Point-per-instance localization data
== Segment start ==

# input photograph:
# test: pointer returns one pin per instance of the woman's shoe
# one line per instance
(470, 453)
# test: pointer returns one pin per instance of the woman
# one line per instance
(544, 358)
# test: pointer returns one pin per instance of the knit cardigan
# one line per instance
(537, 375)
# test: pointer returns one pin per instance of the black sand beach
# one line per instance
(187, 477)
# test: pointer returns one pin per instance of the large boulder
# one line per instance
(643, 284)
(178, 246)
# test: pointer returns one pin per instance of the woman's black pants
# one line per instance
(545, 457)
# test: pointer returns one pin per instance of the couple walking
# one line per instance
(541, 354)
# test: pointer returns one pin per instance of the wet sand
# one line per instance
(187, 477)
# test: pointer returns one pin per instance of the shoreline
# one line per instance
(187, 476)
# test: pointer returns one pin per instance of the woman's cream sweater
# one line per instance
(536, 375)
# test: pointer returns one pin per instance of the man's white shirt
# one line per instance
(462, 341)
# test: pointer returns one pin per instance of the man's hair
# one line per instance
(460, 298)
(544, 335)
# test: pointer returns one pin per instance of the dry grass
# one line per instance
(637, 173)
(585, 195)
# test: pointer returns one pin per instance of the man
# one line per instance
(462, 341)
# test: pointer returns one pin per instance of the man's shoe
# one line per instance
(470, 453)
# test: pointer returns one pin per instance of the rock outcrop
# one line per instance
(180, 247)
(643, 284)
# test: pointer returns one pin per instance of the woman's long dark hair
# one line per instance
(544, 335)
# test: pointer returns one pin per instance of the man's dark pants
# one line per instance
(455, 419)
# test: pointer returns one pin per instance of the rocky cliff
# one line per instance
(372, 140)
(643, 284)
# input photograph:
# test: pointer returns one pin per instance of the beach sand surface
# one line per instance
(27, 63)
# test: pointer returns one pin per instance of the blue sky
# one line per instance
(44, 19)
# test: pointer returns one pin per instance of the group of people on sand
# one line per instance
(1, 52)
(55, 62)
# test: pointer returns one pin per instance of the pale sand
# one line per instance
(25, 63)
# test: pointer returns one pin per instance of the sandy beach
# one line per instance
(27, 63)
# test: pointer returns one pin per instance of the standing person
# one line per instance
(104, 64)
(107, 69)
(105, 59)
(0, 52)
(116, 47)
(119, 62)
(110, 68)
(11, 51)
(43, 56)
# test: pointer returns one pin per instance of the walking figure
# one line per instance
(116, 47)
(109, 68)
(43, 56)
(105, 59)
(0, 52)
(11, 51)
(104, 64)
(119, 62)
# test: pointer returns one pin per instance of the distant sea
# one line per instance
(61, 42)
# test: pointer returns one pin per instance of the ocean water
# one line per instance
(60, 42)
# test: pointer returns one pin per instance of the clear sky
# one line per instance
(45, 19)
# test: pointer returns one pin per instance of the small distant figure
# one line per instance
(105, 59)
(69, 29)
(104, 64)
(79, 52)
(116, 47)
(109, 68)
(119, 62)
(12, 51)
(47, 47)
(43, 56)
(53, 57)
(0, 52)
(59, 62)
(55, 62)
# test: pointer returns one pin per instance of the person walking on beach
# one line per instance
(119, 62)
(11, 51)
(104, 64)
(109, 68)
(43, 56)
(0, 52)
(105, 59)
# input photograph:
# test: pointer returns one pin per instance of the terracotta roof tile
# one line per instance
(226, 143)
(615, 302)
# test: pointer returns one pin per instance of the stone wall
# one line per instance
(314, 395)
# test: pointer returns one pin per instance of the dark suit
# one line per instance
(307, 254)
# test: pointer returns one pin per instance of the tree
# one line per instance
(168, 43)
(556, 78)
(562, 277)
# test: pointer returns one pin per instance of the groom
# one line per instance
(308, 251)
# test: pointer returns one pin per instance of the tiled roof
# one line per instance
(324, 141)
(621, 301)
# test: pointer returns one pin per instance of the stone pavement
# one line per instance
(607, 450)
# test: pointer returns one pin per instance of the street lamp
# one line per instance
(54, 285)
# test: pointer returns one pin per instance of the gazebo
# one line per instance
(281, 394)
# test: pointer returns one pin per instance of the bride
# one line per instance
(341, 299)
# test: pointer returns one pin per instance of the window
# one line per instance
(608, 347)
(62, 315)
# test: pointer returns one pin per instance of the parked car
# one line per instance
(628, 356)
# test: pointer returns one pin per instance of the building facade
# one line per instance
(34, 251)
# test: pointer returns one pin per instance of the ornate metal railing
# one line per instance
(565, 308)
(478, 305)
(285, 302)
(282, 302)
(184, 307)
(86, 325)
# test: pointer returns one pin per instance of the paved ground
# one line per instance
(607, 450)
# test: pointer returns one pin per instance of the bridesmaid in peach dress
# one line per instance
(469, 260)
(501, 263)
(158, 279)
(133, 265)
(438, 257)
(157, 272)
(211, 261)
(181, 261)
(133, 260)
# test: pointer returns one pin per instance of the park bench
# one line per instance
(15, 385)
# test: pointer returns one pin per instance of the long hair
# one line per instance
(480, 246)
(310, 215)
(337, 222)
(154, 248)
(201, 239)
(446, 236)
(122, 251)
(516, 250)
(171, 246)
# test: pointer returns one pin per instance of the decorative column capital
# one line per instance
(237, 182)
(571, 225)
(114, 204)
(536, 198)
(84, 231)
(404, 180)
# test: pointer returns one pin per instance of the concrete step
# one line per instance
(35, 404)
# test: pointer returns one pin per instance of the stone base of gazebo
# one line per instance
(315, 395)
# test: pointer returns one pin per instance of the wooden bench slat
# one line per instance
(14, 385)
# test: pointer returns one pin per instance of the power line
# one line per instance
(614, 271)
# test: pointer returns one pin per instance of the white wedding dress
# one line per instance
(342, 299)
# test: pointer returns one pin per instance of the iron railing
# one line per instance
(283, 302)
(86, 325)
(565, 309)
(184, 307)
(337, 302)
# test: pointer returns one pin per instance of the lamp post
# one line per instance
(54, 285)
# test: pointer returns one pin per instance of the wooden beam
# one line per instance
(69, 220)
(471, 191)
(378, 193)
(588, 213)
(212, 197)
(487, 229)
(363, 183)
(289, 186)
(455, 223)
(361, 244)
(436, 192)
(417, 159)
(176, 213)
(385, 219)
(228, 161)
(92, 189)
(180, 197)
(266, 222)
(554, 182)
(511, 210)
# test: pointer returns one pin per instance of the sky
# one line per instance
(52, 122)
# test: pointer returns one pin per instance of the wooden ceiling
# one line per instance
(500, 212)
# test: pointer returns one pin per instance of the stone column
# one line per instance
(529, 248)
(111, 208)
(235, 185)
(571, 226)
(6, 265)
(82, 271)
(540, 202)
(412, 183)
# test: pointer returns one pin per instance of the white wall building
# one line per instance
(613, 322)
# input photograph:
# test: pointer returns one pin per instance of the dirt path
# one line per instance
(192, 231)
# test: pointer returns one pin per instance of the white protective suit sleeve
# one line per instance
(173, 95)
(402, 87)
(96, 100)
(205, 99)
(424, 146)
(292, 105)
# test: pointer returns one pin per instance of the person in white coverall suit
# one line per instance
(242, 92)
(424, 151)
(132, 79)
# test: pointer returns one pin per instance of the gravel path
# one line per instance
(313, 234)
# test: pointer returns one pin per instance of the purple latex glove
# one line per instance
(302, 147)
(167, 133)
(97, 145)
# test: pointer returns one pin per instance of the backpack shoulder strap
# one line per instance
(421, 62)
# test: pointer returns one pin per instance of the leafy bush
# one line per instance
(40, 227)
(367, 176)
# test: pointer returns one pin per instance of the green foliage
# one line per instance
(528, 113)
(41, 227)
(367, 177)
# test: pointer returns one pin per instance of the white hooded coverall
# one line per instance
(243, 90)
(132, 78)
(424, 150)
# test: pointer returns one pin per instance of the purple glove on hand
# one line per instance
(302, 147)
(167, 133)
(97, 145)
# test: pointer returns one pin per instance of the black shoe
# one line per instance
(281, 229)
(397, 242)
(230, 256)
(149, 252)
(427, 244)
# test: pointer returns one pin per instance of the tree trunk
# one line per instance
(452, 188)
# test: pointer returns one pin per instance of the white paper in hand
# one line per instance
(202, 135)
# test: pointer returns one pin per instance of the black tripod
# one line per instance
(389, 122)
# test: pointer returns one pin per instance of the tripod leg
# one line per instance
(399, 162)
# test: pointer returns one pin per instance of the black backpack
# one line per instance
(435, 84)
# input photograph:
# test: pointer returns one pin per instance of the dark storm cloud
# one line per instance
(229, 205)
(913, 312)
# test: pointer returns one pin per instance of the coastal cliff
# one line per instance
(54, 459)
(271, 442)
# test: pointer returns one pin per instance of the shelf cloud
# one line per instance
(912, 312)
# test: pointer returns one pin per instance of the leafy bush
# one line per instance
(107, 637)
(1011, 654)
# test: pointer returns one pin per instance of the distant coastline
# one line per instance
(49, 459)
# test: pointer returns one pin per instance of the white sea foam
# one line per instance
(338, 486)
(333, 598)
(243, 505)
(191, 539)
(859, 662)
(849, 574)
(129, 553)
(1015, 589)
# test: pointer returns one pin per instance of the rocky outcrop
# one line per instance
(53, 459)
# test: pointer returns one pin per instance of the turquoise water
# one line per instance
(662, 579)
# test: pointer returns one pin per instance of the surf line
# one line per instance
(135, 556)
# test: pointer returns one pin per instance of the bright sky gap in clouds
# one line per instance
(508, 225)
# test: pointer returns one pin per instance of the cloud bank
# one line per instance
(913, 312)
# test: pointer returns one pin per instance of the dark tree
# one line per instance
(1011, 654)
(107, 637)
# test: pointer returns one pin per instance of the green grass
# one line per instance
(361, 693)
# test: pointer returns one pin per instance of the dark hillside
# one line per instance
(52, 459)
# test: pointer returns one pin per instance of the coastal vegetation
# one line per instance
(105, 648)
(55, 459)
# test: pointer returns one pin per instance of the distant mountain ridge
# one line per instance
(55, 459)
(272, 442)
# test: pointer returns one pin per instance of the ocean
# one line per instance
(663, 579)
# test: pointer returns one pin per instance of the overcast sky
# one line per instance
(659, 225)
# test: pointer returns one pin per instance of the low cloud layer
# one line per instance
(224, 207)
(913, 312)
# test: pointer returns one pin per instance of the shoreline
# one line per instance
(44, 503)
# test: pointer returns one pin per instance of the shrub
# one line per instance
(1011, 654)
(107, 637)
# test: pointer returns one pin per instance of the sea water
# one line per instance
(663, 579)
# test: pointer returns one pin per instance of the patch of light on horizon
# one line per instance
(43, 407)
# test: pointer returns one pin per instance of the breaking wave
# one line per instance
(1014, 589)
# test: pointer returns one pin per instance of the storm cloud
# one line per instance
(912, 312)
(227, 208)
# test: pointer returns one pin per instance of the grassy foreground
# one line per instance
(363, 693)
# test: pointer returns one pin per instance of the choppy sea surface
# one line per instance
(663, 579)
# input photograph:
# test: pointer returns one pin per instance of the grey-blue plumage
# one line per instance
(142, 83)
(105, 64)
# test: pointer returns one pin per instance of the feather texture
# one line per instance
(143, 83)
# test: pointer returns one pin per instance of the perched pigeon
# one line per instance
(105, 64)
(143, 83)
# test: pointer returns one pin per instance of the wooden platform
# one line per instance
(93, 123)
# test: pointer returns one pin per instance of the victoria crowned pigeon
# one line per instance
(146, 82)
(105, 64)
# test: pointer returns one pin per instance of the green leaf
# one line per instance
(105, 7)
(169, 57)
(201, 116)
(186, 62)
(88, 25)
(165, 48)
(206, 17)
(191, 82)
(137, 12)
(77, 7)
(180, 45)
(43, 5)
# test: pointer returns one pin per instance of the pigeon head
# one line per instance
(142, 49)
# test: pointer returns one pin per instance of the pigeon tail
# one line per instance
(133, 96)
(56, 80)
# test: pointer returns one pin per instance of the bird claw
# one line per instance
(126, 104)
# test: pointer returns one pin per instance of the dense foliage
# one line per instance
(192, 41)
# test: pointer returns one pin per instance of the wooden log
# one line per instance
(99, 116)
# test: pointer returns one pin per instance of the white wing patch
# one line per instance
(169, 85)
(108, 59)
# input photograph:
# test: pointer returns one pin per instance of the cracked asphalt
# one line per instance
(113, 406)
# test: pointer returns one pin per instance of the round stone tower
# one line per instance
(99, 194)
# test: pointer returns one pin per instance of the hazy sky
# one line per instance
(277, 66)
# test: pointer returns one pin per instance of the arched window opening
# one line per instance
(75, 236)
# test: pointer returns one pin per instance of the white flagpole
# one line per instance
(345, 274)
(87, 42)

== Segment end ==

Description of the task - Within the records above, count the lines that include the string "stone"; state the number and nothing else.

Solution to this task - 5